** INFORMATION SUPPLIED follows **

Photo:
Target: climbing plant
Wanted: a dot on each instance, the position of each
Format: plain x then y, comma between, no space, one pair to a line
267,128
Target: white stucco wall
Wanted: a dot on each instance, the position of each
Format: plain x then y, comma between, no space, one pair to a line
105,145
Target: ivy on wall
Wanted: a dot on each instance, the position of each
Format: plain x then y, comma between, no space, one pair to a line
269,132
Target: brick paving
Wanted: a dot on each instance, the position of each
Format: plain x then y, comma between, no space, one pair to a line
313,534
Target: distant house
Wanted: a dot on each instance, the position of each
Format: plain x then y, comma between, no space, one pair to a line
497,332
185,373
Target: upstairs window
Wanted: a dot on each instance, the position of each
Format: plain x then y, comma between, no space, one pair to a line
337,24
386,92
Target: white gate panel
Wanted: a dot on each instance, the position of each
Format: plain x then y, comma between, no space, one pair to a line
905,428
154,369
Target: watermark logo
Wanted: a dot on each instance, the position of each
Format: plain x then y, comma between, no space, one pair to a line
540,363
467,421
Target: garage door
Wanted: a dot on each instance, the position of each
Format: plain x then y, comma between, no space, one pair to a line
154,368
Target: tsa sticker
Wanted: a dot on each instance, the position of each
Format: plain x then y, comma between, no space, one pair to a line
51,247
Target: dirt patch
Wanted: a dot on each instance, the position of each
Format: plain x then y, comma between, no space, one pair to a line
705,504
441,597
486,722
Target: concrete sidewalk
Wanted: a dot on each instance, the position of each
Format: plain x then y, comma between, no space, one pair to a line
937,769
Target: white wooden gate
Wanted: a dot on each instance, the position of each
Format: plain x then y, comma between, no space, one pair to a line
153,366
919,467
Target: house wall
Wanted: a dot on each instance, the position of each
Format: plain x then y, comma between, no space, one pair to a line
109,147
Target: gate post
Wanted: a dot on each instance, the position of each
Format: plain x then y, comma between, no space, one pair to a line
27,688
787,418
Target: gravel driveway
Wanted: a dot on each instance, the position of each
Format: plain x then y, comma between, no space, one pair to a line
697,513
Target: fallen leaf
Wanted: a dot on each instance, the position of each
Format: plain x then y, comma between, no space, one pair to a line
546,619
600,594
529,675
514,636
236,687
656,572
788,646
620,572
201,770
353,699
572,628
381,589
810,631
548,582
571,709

** End of INFORMATION SUPPLIED **

### PROBLEM DETAILS:
Your answer should consist of every record, printed exactly as given.

### RESULT OF THIS EXERCISE:
Photo:
Target: climbing plant
Wanted: a dot on each instance, the position of each
Format: plain x then y, comma between, no space, one pair to a line
267,128
Target: white stucco wall
Wanted: a dot on each instance, the position of each
Format: plain x then y, comma between, no space, one pair to a line
105,145
Target: ivy on wall
Wanted: a dot on each instance, the position of each
Format: plain x then y, comma between, no space, one pair to a line
269,132
Target: brick paving
Wanted: a dot on each instance, the position of each
Format: plain x then y, comma between, no space, one pair to a line
313,534
Target: distant house
Wanted: a dot on each instance, the position of each
Format: plain x then y, comma between, no space, one pair to a line
497,332
185,373
Target: upstairs window
Wanted: a dot on each instance, the position of each
Format: plain x then y, comma between, no space, one pair to a line
337,24
386,92
Target: white gate panel
Wanted: a dot on each instance, the position of each
Format: plain x then y, comma between, no space, one pair to a line
905,428
154,369
Target: watermark logo
Wanted: a dot on each instance, the position of each
Format: plain x then y, comma between, no space, one pair to a line
540,363
467,421
Target: garage door
Wanted: a dot on each instance, the position of each
Format: plain x then y, comma between, no space, one pair to a line
154,368
Target: tsa sticker
Wanted: a dot on each instance, the position of each
Format: plain x then y, comma between, no space, one pair to a line
51,247
Target: dirt patch
Wanted: a dot on each instance, the position of each
Format: plain x then y, comma between, no space, one pair to a line
705,504
441,597
486,722
Target: concrete sidewalk
Wanted: a dot on each instance, the position of each
Format: plain x then y, comma between, no space, one pair to a line
937,769
Target: white wooden gate
Wanted: a dot on each instance, the position of each
Format: plain x then y, comma between, no space, one pair to a line
153,366
919,467
Target: house wall
Wanted: a dot on each instance, the position of each
Format: plain x then y, comma between, no space, one pair to a line
109,147
Target: gate post
Wanted: a dot on each instance, the position of each
Format: plain x then y, comma between, no space, one pair to a line
27,688
787,418
Target: gravel driveway
Wanted: a dot on each instance, the position of each
Format: plain x then y, comma between, no space, one pair to a line
697,513
Target: fallen leaf
Wanted: a dot on each instance, the position of each
Format: plain x then y, comma between, no space, one pair to a line
546,619
600,594
529,675
514,636
236,687
656,572
788,646
620,572
201,770
353,699
572,628
381,589
810,631
548,582
571,709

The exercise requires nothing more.